• _Page excerpt_:
OVER his pipe in the village ale-house, the labourer says very positively what Parliament should do about the "foot and mouth disease." At the farmer's market-table, his master makes the glasses jingle as, with his fist, he emphasizes the assertion that he did not get half enough compensation for his slaughtered beasts during the cattle-plague. These are not hesitating opinions. On a matter affecting the agricultural interest, statements are still as dogmatic as they were during the Anti-CornLaw agitation, when, in every rural circle, you heard that the nation would be ruined if the lightly-taxed foreigner was allowed to compete in our markets with the heavily-taxed Englishman: a proposition held to be so self-evident that dissent from it implied either stupidity or knavery.

• _Activity 1_:
List the places or gatherings where, according to the passage on rural opinion, people voice their views.
• _Activity 2_:
From the passage on rural opinion, quote the section that begins at the words "OVER his pipe" and ends after "stupidity or knavery.".

• _Material provided_:
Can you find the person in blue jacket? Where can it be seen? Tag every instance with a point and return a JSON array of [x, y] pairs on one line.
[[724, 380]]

* * *

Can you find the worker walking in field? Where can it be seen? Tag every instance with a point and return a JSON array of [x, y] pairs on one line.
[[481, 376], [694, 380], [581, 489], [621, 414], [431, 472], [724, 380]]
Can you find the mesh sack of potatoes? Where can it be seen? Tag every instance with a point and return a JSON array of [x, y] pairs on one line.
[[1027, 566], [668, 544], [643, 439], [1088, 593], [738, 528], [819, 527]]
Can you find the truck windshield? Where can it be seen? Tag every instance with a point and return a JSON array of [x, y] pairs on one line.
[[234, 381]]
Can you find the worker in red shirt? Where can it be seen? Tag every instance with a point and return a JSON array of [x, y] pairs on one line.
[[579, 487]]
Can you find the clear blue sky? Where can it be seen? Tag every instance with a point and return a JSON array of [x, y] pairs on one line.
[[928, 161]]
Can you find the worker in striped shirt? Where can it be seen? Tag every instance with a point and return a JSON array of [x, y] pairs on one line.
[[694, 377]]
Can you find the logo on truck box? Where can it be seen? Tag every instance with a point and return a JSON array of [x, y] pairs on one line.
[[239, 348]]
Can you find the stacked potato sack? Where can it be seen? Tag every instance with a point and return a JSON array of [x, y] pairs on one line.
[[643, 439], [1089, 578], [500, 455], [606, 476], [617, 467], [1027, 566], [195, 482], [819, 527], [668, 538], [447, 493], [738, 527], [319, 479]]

• _Worked solution 1_:
- the village ale-house
- the farmer's market-table
- every rural circle

• _Worked solution 2_:
OVER his pipe in the village ale-house, the labourer says very positively what Parliament should do about the "foot and mouth disease." At the farmer's market-table, his master makes the glasses jingle as, with his fist, he emphasizes the assertion that he did not get half enough compensation for his slaughtered beasts during the cattle-plague. These are not hesitating opinions. On a matter affecting the agricultural interest, statements are still as dogmatic as they were during the Anti-CornLaw agitation, when, in every rural circle, you heard that the nation would be ruined if the lightly-taxed foreigner was allowed to compete in our markets with the heavily-taxed Englishman: a proposition held to be so self-evident that dissent from it implied either stupidity or knavery.